**Excerpt**
+ + +

Our benchmark FNMA MBS 6.00 July Coupon is currently down -31 BPS.

Taking it to the House: Weekly Mortgage Applications fell by -4.4%. Purchases were down -4.6% and Refinances were down -4.1%.

Jobs, Jobs, Jobs: We have several key jobs reports this morning:

  • June Challenger Job Cuts fell from 80.089K in May down to 40.709K in June.
  • ADP Employment Change shocked the markets by shooting up 497K in June vs. est. of 245K.
  • Initial Weekly Jobless Claims were basically inline with expectations (248K vs. est. of 245K). The more closely watched 4 week moving average dropped from 256K down to 253K. Continuing Claims remained above the important 1.7M mark with a reading of 1.720M which was lower than expectations of 1.751M.
  • The May Job Openings and Labor Turnover Survey (JOLTS) were 9.8M vs. est. of 9.93M. The “quits” rate rose from 2.4% to 2.6% which indicates upward movement in wages.

The Talking Fed: Today we will hear from Dallas Fed President Logan. Late Wednesday, NY Fed President Williams said that it was the right move for the central bank to hold rates steady three weeks ago, while hinting at some point it may have to raise rates again amid ongoing economic strength.

Services: The June ISM Non Manufacturing (Services) PMI showed expansion in 15 out of 18 industry sectors that they track. Their headline PMI reading was stronger than expected, 53.9 vs. est. of 51.0. The Employment Component moved from contractionary territory in May of 49.2 to expansionary territory in June of 53.1. Prices Paid were 54.1 vs. est. of 53.3.

On Deck for Tomorrow: Big Jobs Friday! Non Farm Payrolls, Average Hourly Wages, Unemployment Rate, Underemployment Rate, Laborforce Participation Rate, Average Weekly Hours.

ADP private jobs this morning were twice as more than forecasts, 497K jobs. At 10 am ET the June ISM service sector index thought to be 50.8 from 50.3 in May, the index registered 53.9, 3.6 percentage points higher than in May. The composite index indicated growth in June for the sixth consecutive month after a reading of 49.2 in December, which was the first contraction since May 2020 (45.4). The Business Activity Index registered 59.2 a 7.7-percentage point increase compared to the reading of 51.5 in May. The New Orders Index expanded in June for the sixth consecutive month after contracting in December for the first time since May 2020; the figure of 55.5 is 2.6 percentage points higher than the May reading of 52.9.

+ + +

**Record excerpts**
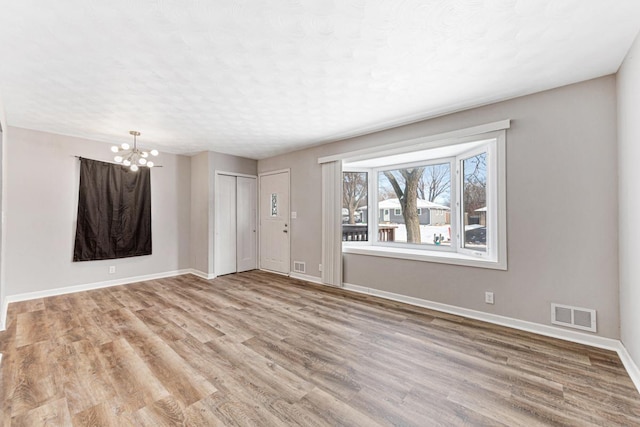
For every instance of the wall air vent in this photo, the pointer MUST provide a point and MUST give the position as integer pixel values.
(573, 317)
(299, 267)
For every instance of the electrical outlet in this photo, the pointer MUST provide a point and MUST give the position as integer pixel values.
(488, 297)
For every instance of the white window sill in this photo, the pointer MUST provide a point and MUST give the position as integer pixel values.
(424, 255)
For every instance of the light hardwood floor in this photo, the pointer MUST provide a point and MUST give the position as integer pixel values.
(261, 349)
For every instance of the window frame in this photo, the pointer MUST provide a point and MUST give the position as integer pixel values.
(494, 144)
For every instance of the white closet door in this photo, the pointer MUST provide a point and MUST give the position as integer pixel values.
(225, 201)
(246, 215)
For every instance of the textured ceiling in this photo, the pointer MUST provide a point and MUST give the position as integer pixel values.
(258, 78)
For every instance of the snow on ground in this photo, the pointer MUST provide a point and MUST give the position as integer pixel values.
(426, 233)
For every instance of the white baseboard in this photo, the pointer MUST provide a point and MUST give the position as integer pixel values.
(306, 278)
(536, 328)
(3, 314)
(202, 274)
(630, 365)
(79, 288)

+ + +

**Given request 1**
Decide whether each statement below agrees with the market update: (a) Weekly mortgage applications fell by 4.4%. (b) ADP Employment Change for June came in below its estimate. (c) The June services PMI showed expansion in 15 of 18 industry sectors. For each, answer yes or no and quote the words from the market update that decide it.
**Given request 2**
Quote the market update word for word. Begin at "Our benchmark FNMA" and stop after "est. of 245K.".
**Given request 3**
According to the market update, how did the "quits" rate change?

**Output 1**
(a) Yes: "Weekly Mortgage Applications fell by -4.4%."
(b) No: "ADP Employment Change shocked the markets by shooting up 497K in June vs. est. of 245K."
(c) Yes: "showed expansion in 15 out of 18 industry sectors that they track."

**Output 2**
Our benchmark FNMA MBS 6.00 July Coupon is currently down -31 BPS.

Taking it to the House: Weekly Mortgage Applications fell by -4.4%. Purchases were down -4.6% and Refinances were down -4.1%.

Jobs, Jobs, Jobs: We have several key jobs reports this morning:

  • June Challenger Job Cuts fell from 80.089K in May down to 40.709K in June.
  • ADP Employment Change shocked the markets by shooting up 497K in June vs. est. of 245K.

**Output 3**
It rose from 2.4% to 2.6%.